Material for this exercise »
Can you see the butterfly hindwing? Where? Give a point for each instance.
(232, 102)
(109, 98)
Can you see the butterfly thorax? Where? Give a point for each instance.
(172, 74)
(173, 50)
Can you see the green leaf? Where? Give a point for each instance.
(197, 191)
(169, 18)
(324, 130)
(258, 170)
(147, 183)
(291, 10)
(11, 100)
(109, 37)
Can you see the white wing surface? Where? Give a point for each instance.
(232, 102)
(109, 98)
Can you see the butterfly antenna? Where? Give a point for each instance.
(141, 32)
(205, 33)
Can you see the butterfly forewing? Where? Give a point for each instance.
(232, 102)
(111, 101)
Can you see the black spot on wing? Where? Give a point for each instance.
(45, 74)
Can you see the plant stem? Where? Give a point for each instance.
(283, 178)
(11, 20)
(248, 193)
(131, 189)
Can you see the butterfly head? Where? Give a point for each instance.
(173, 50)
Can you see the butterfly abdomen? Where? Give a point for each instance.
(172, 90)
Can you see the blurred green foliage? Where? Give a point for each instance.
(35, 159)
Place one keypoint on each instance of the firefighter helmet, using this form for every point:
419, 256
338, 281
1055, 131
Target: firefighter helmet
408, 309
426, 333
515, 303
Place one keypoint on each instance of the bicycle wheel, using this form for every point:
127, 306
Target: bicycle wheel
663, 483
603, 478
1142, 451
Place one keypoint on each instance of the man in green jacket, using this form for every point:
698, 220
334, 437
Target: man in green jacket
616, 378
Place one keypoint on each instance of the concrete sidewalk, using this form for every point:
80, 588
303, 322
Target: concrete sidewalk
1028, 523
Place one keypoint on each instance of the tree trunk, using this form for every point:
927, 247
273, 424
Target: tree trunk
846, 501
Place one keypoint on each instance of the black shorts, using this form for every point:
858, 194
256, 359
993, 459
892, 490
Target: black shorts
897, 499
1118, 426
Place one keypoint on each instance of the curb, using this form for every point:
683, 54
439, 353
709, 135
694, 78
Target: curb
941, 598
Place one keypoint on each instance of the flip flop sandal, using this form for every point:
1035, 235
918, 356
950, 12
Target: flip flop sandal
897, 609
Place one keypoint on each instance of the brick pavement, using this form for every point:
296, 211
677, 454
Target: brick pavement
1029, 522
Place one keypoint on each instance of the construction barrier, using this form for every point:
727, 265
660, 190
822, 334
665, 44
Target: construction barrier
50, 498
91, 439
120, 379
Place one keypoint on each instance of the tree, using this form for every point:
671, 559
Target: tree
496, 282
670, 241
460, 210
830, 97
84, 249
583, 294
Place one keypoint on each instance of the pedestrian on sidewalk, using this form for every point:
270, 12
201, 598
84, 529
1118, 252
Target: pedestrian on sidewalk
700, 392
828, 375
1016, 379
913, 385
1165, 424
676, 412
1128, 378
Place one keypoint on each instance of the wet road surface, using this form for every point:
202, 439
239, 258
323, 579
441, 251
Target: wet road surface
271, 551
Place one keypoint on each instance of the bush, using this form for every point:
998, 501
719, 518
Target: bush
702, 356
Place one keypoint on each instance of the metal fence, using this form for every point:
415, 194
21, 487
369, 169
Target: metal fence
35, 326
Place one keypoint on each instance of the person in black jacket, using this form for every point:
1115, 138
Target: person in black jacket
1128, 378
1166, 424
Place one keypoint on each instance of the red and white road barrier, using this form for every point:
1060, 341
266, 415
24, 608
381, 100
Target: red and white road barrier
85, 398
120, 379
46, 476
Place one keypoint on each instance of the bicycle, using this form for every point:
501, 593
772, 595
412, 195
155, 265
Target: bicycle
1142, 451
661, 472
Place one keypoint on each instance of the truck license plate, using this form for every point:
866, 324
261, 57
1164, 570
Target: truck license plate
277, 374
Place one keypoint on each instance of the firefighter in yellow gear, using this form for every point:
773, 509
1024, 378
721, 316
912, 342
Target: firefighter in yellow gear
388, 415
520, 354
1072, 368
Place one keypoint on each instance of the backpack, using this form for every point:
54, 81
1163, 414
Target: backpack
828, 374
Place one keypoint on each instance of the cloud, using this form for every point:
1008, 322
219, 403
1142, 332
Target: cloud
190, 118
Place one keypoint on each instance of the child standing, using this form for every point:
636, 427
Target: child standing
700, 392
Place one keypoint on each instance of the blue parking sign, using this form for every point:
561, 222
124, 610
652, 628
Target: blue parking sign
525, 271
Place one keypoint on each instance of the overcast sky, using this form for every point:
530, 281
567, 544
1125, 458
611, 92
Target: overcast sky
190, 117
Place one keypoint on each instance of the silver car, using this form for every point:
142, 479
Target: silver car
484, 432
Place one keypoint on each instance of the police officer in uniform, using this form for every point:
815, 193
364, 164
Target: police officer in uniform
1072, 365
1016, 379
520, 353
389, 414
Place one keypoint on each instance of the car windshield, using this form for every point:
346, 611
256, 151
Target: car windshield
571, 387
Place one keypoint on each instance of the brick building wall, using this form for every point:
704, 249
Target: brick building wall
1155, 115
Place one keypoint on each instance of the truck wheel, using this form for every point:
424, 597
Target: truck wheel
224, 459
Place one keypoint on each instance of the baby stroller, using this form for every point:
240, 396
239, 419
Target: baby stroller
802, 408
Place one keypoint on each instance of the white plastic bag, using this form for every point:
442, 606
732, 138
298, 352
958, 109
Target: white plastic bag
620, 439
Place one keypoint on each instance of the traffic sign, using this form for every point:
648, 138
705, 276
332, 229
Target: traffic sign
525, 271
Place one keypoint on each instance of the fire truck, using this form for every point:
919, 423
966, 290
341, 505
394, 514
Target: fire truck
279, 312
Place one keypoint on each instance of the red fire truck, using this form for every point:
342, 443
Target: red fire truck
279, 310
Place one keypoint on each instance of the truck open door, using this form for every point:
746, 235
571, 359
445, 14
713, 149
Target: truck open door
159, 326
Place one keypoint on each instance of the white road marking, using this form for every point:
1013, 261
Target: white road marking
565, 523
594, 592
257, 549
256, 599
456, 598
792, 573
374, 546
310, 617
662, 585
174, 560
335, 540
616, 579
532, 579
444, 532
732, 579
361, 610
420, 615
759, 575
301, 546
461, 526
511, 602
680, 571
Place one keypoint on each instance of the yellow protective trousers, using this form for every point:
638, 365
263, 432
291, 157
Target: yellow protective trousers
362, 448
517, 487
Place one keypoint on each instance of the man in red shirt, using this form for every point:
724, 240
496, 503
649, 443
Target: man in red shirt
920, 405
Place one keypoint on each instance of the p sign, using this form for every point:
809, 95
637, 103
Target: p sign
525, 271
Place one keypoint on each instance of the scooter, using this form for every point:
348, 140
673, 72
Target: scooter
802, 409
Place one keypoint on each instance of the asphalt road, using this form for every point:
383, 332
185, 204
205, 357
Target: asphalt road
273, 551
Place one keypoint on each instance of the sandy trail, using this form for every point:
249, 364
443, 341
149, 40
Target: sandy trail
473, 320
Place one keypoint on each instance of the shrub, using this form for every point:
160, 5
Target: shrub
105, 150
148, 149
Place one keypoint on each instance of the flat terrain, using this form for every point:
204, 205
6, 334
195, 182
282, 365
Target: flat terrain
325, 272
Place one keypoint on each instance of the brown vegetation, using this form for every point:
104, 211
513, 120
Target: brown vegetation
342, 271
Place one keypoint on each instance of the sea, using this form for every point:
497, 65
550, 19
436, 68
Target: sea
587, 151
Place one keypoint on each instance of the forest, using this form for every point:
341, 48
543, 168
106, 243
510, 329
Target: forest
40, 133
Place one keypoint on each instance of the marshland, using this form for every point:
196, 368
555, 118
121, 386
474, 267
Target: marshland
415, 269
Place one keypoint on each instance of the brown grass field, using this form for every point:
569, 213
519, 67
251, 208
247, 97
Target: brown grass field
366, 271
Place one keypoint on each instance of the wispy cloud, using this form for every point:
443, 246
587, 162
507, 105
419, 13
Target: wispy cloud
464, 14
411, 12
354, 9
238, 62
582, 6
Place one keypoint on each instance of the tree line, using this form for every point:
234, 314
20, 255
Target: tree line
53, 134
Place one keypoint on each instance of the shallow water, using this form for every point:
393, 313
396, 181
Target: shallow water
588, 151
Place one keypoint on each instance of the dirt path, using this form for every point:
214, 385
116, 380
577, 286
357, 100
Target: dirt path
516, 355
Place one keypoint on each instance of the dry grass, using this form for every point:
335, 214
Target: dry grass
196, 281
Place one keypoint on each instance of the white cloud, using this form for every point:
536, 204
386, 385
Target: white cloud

Problem »
From the records above, transcribe without alteration every line from the one with "Target: asphalt road" to the one with "Place one keypoint on each instance of the flat", inclusive.

Response area »
Target: asphalt road
273, 551
Place one keypoint on each instance of the sandy trail, using this form for every point:
249, 364
443, 341
149, 40
Target: sandy trail
473, 320
Place one keypoint on each instance of the shrub, using this form for every point:
160, 5
Target: shrub
105, 150
148, 149
Place one keypoint on each instance of the flat terrain, using this form for every point:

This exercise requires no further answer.